Texte extrait
>>>

Carton au box-office américain, " Get Out " compile et digère les influences de plusieurs décennies de cinéma. Passage en revue de ces œuvres qui ont inspiré le long-métrage.

Par Norine Raja

 

Un score de 100% sur le site de critiques " Rotten Tomatoes ", des articles dithyrambiques dans la presse, plus de 160 millions de dollars au box-office... Auréolé d'un parfum de succès suite à sa projection au festival de Sundance, Get Out a déjoué toutes les attentes en recevant un plébiscite autant public que critique à sa sortie en février dernier aux États-Unis. Le résultat d'un pitch malin : le temps d'un week-end, Rose ( présente Chris Washington ( Daniel Kaluuya de Black Mirror) à ses parents, sans s'attendre à ce que la couleur de peau du jeune homme provoque leur animosité. Une comédie horrifique en forme de métaphore sur les rapports inter-communautaires outre-Atlantique, brillamment exécutée par le réalisateur Jordan Peele qui a, pour l'occasion, puisé largement dans ses expériences cinéphiles. La preuve par quatre.

30% de " Devine qui vient dîner ? " de Stanley Kramer (1967)

Au cinéma aussi, tout est une question de timing. Quelques mois après l'abrogation par la Cour Suprême d'une loi interdisant le mariage entre Noirs et Blancs, voilà que Stanley Kramer transpose sur grand écran une idylle interraciale. Dans un quasi-huis clos, le réalisateur met en scène la première rencontre entre John Prentice, médecin afro-américain, et les parents de sa petite amie blanche Joey. Bien que le long-métrage n'échappe pas aux stéréotypes (la bonne, incarnation de la " angry black woman "), et rechigne à montrer toute effusion de tendresse entre ses jeunes héros, il met avec brio une Amérique pseudo-libérale face à ses contradictions. Les Drayton se targuent d'être un couple d'intellectuels tolérants et impliqués dans la lutte pour les droits civiques, mais cachent difficilement leurs réticences à cette union peu banale pour l'époque. Cinquante ans plus tard, le prélude de Get Out prouve que cette hypocrisie est encore prévalente, notamment dans les strates les plus progressistes de la société (un couple de médecins démocrates). Balayant l'inquiétude de Chris d'un revers de la main (ou plutôt d'un sourire moqueur), Rose affirme que ses parents ne sont pas racistes car " ils auraient voté pour Obama une troisième fois ". Lui, n'est pas dupe, et voit sans surprise ses craintes se concrétiser. Le symbole d'une société américaine loin d'avoir surpassé ses clivages.

 

30% des " Femmes de Stepford " de Brian Forbes (1975)

<<<

Consignes rédigées
**1)** Répondez à ces questions sur l'article consacré à Get Out :
(a) Quelle somme le film a-t-il rapportée au box-office ?
(b) En quelle année est sorti le film de Stanley Kramer ?
(c) Pour quelle raison Rose affirme-t-elle que ses parents ne sont pas racistes ?
**2)** Traduisez en anglais cette phrase de l'article consacré à Get Out : « Lui, n'est pas dupe, et voit sans surprise ses craintes se concrétiser. »
**3)** Poursuivez l'article consacré à Get Out en enchaînant directement sur son dernier intertitre.

Lignes brutes

>>>

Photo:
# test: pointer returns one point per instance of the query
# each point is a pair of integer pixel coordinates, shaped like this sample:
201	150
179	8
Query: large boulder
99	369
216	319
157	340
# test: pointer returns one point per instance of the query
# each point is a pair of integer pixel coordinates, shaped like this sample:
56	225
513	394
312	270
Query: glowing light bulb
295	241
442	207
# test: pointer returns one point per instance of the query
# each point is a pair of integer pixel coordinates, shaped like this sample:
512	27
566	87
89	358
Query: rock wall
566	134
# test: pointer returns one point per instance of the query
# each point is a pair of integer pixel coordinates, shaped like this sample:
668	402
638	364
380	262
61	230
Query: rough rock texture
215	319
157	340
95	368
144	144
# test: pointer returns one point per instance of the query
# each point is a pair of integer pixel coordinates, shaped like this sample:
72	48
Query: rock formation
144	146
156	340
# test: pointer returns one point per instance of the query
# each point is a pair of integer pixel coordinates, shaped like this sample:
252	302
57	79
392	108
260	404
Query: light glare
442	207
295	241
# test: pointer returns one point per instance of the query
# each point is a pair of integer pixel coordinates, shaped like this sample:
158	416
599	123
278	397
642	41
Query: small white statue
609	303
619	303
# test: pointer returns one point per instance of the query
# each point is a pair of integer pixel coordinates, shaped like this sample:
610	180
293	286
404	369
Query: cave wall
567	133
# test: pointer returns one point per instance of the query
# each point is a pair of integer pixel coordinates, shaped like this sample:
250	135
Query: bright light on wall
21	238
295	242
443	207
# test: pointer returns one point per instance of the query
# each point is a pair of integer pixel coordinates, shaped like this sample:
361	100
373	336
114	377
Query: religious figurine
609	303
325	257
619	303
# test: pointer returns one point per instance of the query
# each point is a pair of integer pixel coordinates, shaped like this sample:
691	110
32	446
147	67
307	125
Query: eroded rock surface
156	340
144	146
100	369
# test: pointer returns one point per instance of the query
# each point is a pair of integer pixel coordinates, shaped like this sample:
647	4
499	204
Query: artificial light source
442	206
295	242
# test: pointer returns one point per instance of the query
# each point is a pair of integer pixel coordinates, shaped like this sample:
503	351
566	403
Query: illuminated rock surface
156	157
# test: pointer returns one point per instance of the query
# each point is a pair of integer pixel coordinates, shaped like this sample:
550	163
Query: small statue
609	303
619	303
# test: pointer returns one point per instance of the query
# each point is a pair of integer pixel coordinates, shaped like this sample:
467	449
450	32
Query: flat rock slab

<<<

Réponses aux consignes
**1)**
(a) Plus de 160 millions de dollars.
(b) En 1967.
(c) Parce qu'ils auraient voté pour Obama une troisième fois.

**2)** He, however, is not fooled, and sees his fears come true without surprise.

**3)**
De American Beauty à Weeds, la pop culture a toujours entretenu une relation ambiguë, faite d'amour et de fascination, avec la banlieue américaine. Au fil du temps, ces maisons proprettes, ces voisins aux sourires Colgate et aux descendances parfaites, sont automatiquement devenus synonyme d'un monde de faux-semblants. Mais jamais un long-métrage n'a autant capturé ce sentiment d'aliénation, déterré le monstre enfoui sous ces belles bâtisses, que cette brillante adaptation du roman d' Ira Levin. Quelle ironie de voir ce couple de New-yorkais, Joanna ( Katharine Ross du Lauréat) et Walter Eberhhart ( Peter Masterson), quitter le rythme survolté de la ville pour un enfer aux allures de paysage de carte postale. Stepford est peuplée de ménagères dénuées de fougue et d'aspérités, dont les comédiens de The Truman show ou les domestiques robotiques de Get Out sont de flagrantes réminiscences. De cette garden party étouffante, à la scène d'introduction (parodie de slasher), l'œuvre de Jordan Peele est aussi empreinte d'une paranoïa toute Polanskienne (période Rosemary's Baby et Le Locataire) mise en relief par ces jeux de regards, regards méfiants, regards intrusifs. Un parfum conspirationniste digne de certains thrillers des années 70.

 

25 % de " La nuit des morts vivants " de George A. Romero (1968)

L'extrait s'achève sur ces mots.